Please render everything from the line containing "According to the caption, the bare soil" down to the line containing "[0,177,529,245]" as a JSON list of strings, one string per line, leaving out blank lines.

### [Record set]
_ _ _ _ _
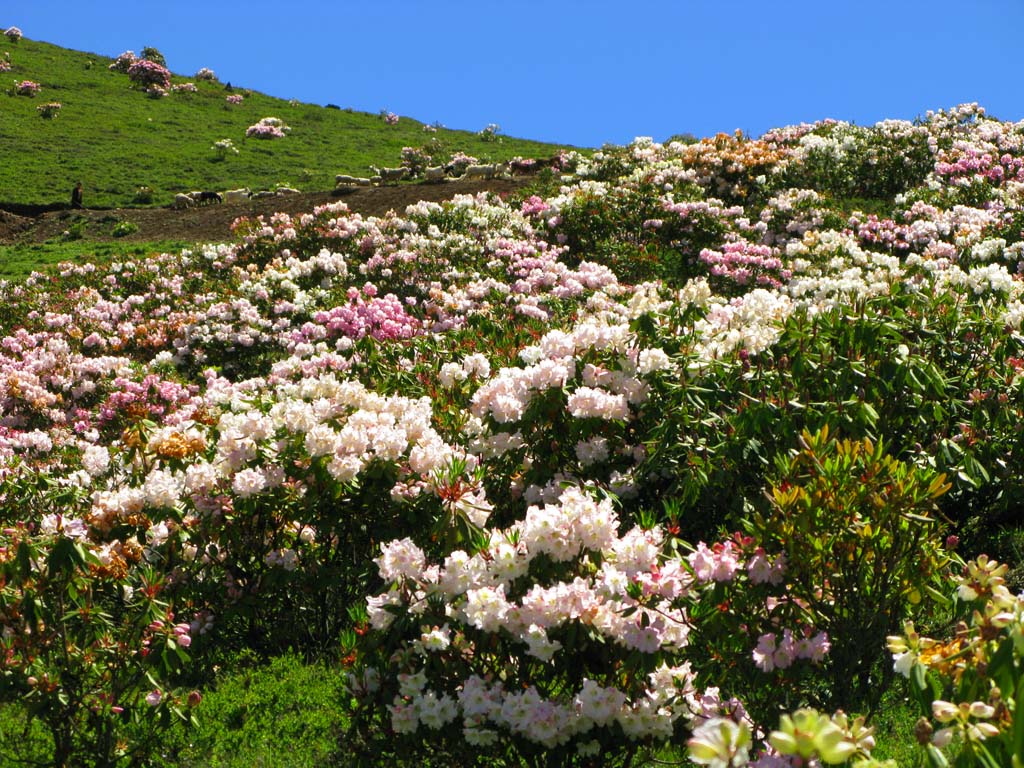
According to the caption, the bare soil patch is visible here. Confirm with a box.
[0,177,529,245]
_ _ _ _ _
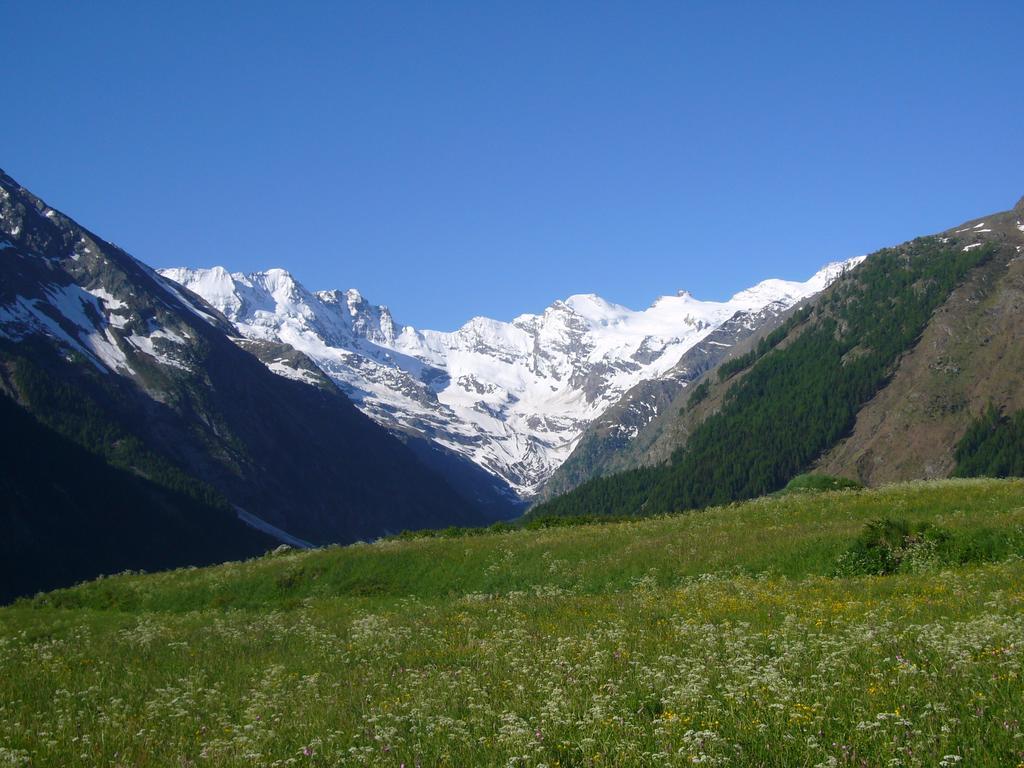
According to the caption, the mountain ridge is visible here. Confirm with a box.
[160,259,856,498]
_ _ _ _ _
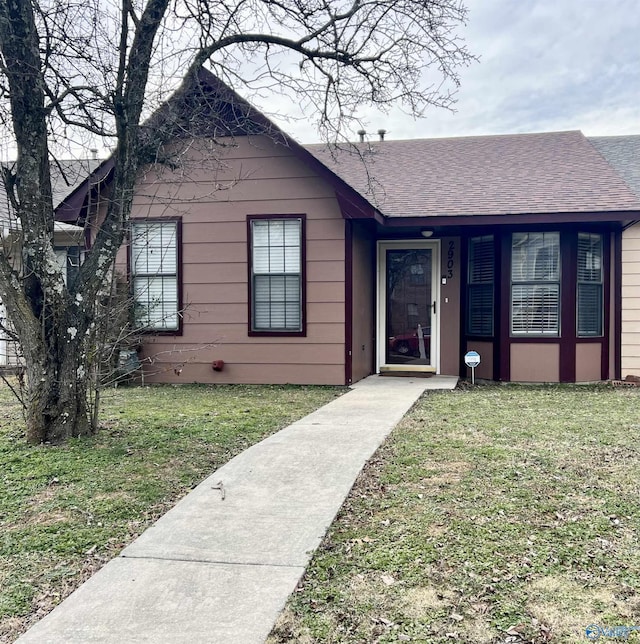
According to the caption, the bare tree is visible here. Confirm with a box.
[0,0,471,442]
_ _ _ _ _
### [Written solution]
[
  "According to the caption, the bare soil patch is visible here. Confirm with a box.",
  "[0,177,529,245]"
]